▶ **Source extract**
..............................
Skip to content

Data preparation (Local)

Local custom datasets

If your dataset is ready in local storage, you can use them by following the instructions.

Organize dataset

Create separate directories for images/labels and train/valid/test.

/my_dataset
├── images
│   ├── train
│   ├── valid
│   └── test
└── labels

Place your images on proper path.

/my_dataset
├── images
│   ├── train
│   │   ├── img1.jpg
│   │   ├── img2.jpg
│   │   └── ...
│   ├── valid
│   │   ├── img1.jpg
│   │   ├── img2.jpg
│   │   └── ...
│   └── test
│       ├── img1.jpg
│       ├── img2.jpg
│       └── ...
└── labels

Set labels on proper path.

  • For image classification, you may need csv format label files.
  • For semantic segmentation and object detection, organize your label files (could be masks or box annotations) in corresponding folders.
/my_dataset
├── images
│   ├── train
│   │   ├── img1.jpg
│   │   ├── img2.jpg
│   │   └── ...
│   ├── valid
│   │   ├── img1.jpg
│   │   ├── img2.jpg
│   │   └── ...
│   └── test
│       ├── img1.jpg
│       ├── img2.jpg
│       └── ...
└── labels
    └── train directory or file ...
    ├── valid directory or file ...
..............................
▶ **Stored records**
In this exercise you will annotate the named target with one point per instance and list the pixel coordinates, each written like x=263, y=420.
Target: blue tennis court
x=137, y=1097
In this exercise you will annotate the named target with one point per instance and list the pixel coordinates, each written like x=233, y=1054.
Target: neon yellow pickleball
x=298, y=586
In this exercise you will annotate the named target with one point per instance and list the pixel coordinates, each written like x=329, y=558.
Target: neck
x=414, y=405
..............................
▶ **What needs to be done**
Answer these from the local dataset preparation guide:
(a) The first step says to create separate directories for which two groupings?
(b) What label file format may image classification need?
(c) For semantic segmentation and object detection, what two kinds of label files are named?

▶ **Problem solution**
(a) Images/labels and train/valid/test.
(b) CSV format label files.
(c) Masks or box annotations.